▶ **PASSAGE SHOWN**

Raphael Mutisya Kieti and Walter Ogolla

This paper applies the hedonic pricing model (HPM) approach to identify critical determinants of apartment value and employs the technique to develop a valuation model…

Abstract

Purpose

This paper applies the hedonic pricing model (HPM) approach to identify critical determinants of apartment value and employs the technique to develop a valuation model that can accurately estimate the value of apartments.

Design/methodology/approach

The research employed a case study design that was limited to transaction sales and attribute data of apartments in Nyali estate, Mombasa County in Kenya. A sample of 120 sales of apartments obtained from registered real estate firms was analyzed using quantitative methods.

Findings

According to the study results, the hedonic valuation model developed comprises four critical determinants of apartment value, namely, number of parking lots, presence of swimming pool, age of apartment and provision of balcony. The hedonic model was tested and found to be accurate and reliable in estimating apartment value.

▶ **RECORDED DATA**
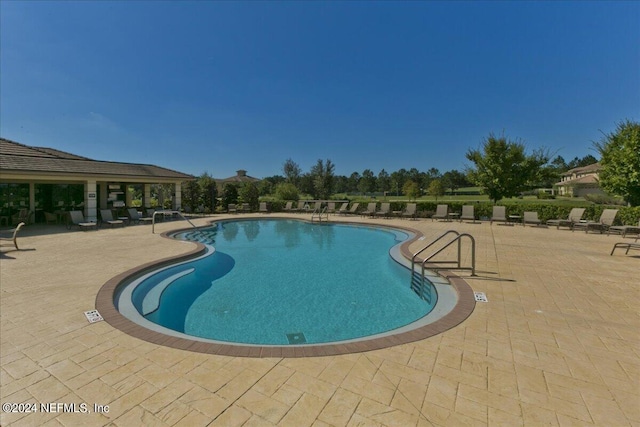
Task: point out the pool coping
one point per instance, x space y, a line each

▶ **WRITTEN INSTRUCTION**
Transcribe the apartment valuation abstract word for word, starting at "The research employed" and ending at "estimating apartment value.".

▶ **SOLUTION TO THE EXERCISE**
The research employed a case study design that was limited to transaction sales and attribute data of apartments in Nyali estate, Mombasa County in Kenya. A sample of 120 sales of apartments obtained from registered real estate firms was analyzed using quantitative methods.

Findings

According to the study results, the hedonic valuation model developed comprises four critical determinants of apartment value, namely, number of parking lots, presence of swimming pool, age of apartment and provision of balcony. The hedonic model was tested and found to be accurate and reliable in estimating apartment value.